◆ **Set tasks**
1) Reproduce the stretch of the passage on India's relations with the U.S. from "India is no" through "what they did.".
2) Decide whether each statement agrees with the passage on India's relations with the U.S., answering yes or no and quoting the deciding words: (a) The Congress Party supported helping the Allies in WWII. (b) Indonesia under Sukarno was a member of Nehru's "nonalignment" movement. (c) P.M. Rosenthal wrote a column for the Washington Post.

*** Supplied text ***

That part of the BJP you refer to were just hoping for the US to drop support of Pakistan.

India is no ally of the US, never has been. It's never been an ally of the Soviets either. (Funnily, I've encountered that opinions quite a few times coming from the US, though never from anywhere else.)
I remember reading a text by -was it Nehru?- from about 1947 on the question of Socialism and Capitalism, as economic concepts rather than as power blocs, and he basically said India needed every rope and would try both at the same time. Which is pretty much what they did.

Well, America tried to be nice to both sides after their independence, but India had a snit and so Pakistan reaped the benefits for decades...but given recent years I can see why the BJP thought they had a shot (and a good one at that after 9/11!).

First part, true enough - we almost made up enough in the past few years, but not quite. As for the U.S. viewpoint: even a highly pro-India source like P.M. Rosenthal (who, several years back, wrote a column for the New York Times) said that Nehru's first Foreign Minister (or the appropriate position) was highly anti-U.S., which influenced India's policies. Remember, the Congress Party opposed helping the Allies in WWII (something they should bear as a mark of shame, but don't), and I doubt that was forgotten on either side. Nehru's "nonalignment" movement was really the "anti-Western" movement...I mean, Communist China and Communist Cuba as members? Get real! And borderline-Communist and pro-Soviet Indonesia (under Sukarno, not Suharto) was also a member.

*** Provided data ***

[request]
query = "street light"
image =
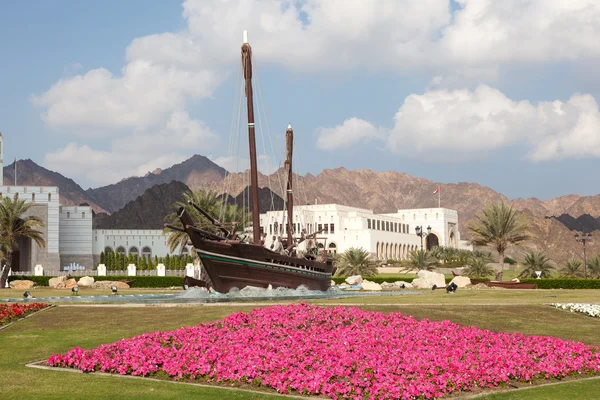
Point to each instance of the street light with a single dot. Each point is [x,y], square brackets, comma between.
[584,238]
[421,233]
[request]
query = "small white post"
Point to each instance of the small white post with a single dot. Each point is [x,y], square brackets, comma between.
[189,270]
[131,270]
[9,274]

***

◆ **Answers to each task**
1)
India is no ally of the US, never has been. It's never been an ally of the Soviets either. (Funnily, I've encountered that opinions quite a few times coming from the US, though never from anywhere else.)
I remember reading a text by -was it Nehru?- from about 1947 on the question of Socialism and Capitalism, as economic concepts rather than as power blocs, and he basically said India needed every rope and would try both at the same time. Which is pretty much what they did.

2)
(a) No: "the Congress Party opposed helping the Allies in WWII"
(b) Yes: "And borderline-Communist and pro-Soviet Indonesia (under Sukarno, not Suharto) was also a member."
(c) No: "wrote a column for the New York Times"